→ What you are asked to do
Please rewrite everything from "Forecasting two years" down to "for the data." in the forecasting passage, switching "seasonally adjusted" to "deseasonalized" throughout.

→ Passage given
## start

Forecasting two years of the series using Holt’s linear method yields mostly different results when the series is seasonally adjusted versus reseasonalized. The seasonally adjusted \(\alpha\) is larger meaning that more weight is given to more recent observations. The seasonally adjusted \(\beta\) is smaller meaning that trend is changing less. The seasonally adjusted and reseasonalized initial levels \(l\) are about the same although \(\alpha\)’s are very different. The seasonally adjusted initial trend \(b\) is larger to mitigate the impact of weights attached to initial values being larger than necessary with a small \(\beta\). The RMSE of the seasonally adjusted series forecast is about 60% smaller than the RMSE of the reseasonalized series.

Exercise 7.3.e

Now use ets() to choose a seasonal model for the data.

## end

→ Provided records
## start

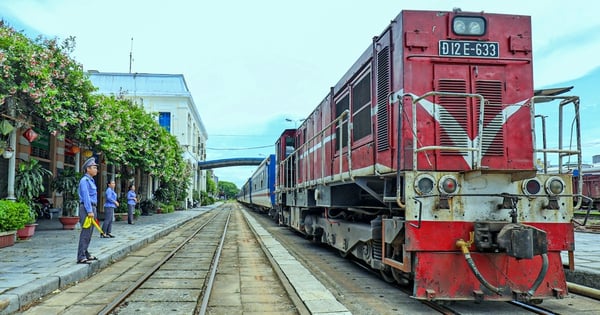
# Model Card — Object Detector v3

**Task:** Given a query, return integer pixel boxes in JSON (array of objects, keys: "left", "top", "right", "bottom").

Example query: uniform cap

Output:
[{"left": 82, "top": 157, "right": 98, "bottom": 170}]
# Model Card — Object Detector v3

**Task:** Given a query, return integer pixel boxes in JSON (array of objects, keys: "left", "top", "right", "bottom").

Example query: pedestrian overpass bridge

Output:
[{"left": 198, "top": 158, "right": 265, "bottom": 170}]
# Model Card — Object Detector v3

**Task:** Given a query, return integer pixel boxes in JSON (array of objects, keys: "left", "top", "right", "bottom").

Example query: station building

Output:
[{"left": 88, "top": 71, "right": 208, "bottom": 207}]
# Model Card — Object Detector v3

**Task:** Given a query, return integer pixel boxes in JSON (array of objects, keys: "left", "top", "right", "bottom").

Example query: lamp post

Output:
[{"left": 285, "top": 118, "right": 304, "bottom": 129}]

## end

→ Task solution
Forecasting two years of the series using Holt’s linear method yields mostly different results when the series is deseasonalized versus reseasonalized. The deseasonalized \(\alpha\) is larger meaning that more weight is given to more recent observations. The deseasonalized \(\beta\) is smaller meaning that trend is changing less. The deseasonalized and reseasonalized initial levels \(l\) are about the same although \(\alpha\)’s are very different. The deseasonalized initial trend \(b\) is larger to mitigate the impact of weights attached to initial values being larger than necessary with a small \(\beta\). The RMSE of the deseasonalized series forecast is about 60% smaller than the RMSE of the reseasonalized series.

Exercise 7.3.e

Now use ets() to choose a seasonal model for the data.